Recorded data:
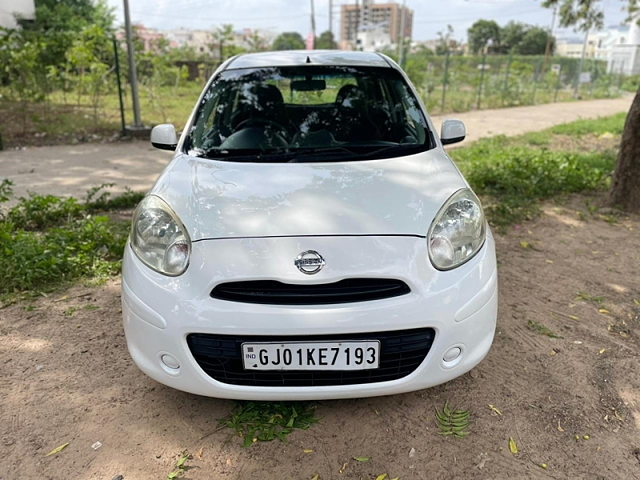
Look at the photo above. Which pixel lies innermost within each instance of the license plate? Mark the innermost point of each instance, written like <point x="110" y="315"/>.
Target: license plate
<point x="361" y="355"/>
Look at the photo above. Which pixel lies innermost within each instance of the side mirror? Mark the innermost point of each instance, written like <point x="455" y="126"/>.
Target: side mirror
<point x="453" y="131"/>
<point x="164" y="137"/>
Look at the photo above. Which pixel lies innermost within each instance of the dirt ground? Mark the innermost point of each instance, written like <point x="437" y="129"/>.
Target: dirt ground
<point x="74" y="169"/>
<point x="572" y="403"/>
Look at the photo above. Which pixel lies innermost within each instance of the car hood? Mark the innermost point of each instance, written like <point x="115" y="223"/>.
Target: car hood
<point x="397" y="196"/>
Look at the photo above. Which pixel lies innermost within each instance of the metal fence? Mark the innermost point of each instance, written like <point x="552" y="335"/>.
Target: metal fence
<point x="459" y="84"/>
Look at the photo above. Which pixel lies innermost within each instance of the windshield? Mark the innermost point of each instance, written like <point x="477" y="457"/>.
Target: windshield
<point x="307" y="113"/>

▸ **Goal of the exercise**
Rewrite every item above, putting "most central" in place of "innermost" and keeping everything else the same. Leave out the pictures.

▸ **The answer**
Look at the photo above. Which pixel lies most central within each instance of the license plate? Mark the most central point of each instance, written like <point x="110" y="315"/>.
Target: license plate
<point x="361" y="355"/>
Look at the photo above. Which pixel lies most central within each instance of the side mirror? Mark the most central point of each instance, written like <point x="455" y="126"/>.
Target: side mirror
<point x="453" y="131"/>
<point x="164" y="137"/>
Look at the photo above. Which pixel lies most central within each instance of the dirt ground? Mark the most central point of each instance, written like <point x="437" y="129"/>.
Target: dirt ground
<point x="74" y="169"/>
<point x="572" y="403"/>
Look at the photo above. Which pixel lies most central within each instance of the car hood? Mark the most central point of each instance, written like <point x="115" y="223"/>.
Target: car hood
<point x="397" y="196"/>
Look at the photo above. Which pixel lies most central within each instance of the metal fence? Mark the most central point of each instance, written like <point x="552" y="335"/>.
Target: metal fence
<point x="459" y="84"/>
Look at the photo above. Which pixel lies most central within each instance of the windshield? Mark the most central point of each instance, written like <point x="477" y="457"/>.
Target: windshield
<point x="307" y="113"/>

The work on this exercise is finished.